PASSAGE SHOWN START
It is when Trueman gets down into the details on present-day effects that he is most helpful. The section on the divorce between gender and sex, in other words, that biology itself is an oppressor to the psychologized self, is particularly instructive. Here it would have been useful to say more about natural law. He does get around to it, but only a passing recommendation in his “Concluding Unscientific Postscript,” saying: “Protestants need to recover both natural law and a high view of the physical body. Some will immediately object that natural law will not persuade the wider world to change its opinions about anything. I would concede that. My concern here is not primarily for the outside world but for the church herself. She needs to be able to teach her people coherently about moral principles” (405).
As to one last random note, Trueman brings up a helpful point about an oft-repeated and shallow tactic. The traditional argument against this or that sexual perversion is commonly met with the retort that consensual acts do not harm anyone, or that, in short, consent is the great attribute that makes or breaks moral permissibility. Trueman’s evaluation here, though simple, is a bit more probing than telling a non-Christian that he doesn’t have a moral basis for any of his views. That is true, of course, but remains general.
PASSAGE SHOWN END
INFORMATION SUPPLIED START
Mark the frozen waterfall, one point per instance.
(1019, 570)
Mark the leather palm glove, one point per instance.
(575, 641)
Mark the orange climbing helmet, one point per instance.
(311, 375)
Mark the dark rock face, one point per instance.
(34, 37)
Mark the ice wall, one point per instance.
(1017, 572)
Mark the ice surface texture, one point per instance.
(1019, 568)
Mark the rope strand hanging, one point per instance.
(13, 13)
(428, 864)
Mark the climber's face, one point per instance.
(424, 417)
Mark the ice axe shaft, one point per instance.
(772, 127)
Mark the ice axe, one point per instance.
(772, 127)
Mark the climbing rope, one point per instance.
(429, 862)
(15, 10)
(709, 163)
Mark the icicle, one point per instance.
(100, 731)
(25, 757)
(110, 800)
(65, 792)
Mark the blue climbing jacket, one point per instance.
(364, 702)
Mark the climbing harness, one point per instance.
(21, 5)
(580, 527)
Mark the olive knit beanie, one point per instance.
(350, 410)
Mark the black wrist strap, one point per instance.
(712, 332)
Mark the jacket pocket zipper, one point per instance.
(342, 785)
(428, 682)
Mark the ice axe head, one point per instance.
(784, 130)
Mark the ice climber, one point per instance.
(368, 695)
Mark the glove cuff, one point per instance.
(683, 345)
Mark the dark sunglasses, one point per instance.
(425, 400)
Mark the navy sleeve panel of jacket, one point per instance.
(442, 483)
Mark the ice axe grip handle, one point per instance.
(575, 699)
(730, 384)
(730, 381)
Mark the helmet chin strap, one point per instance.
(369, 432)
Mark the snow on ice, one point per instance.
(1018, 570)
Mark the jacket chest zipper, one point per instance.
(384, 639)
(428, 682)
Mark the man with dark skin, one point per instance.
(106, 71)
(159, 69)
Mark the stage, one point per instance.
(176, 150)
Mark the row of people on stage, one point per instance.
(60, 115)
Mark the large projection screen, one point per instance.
INFORMATION SUPPLIED END
(ACTIVITY 1) In the passage on Trueman's book, list each sentence of the quotation taken from his "Concluding Unscientific Postscript."
(ACTIVITY 2) Write the next part of the passage on Trueman's book, starting after its final sentence.

(EXERCISE ANSWER 1)
1. "Protestants need to recover both natural law and a high view of the physical body."
2. "Some will immediately object that natural law will not persuade the wider world to change its opinions about anything."
3. "I would concede that."
4. "My concern here is not primarily for the outside world but for the church herself."
5. "She needs to be able to teach her people coherently about moral principles."

(EXERCISE ANSWER 2)
So consent is what makes the difference between x new arrangement and the heinous act that we can all agree is unthinkable? Trueman’s reply is “that children are often made to do things to which they do not consent, from receiving immunizations and eating their vegetables to attending kindergarten and having to go to bed at a certain time. Why should sex be privileged as to having consent?” (242)
Such an argument would not have to be made ten years ago. In fact, the argument that “homosexual marriage” would only prefigure the more heinous abominations, would more likely have earned the retort: “That’s an outrage!” or “That’s different!” But given the premises of the politicization of sex—that is, sex’s role in destabilizing the family for the purpose of the revolution—it would seem that the public commodification of children of every age for sex is an inevitable necessity. So I bring up this otherwise elementary point because it leads us to consider where it is all headed. The consent of children will not be difficult to obtain.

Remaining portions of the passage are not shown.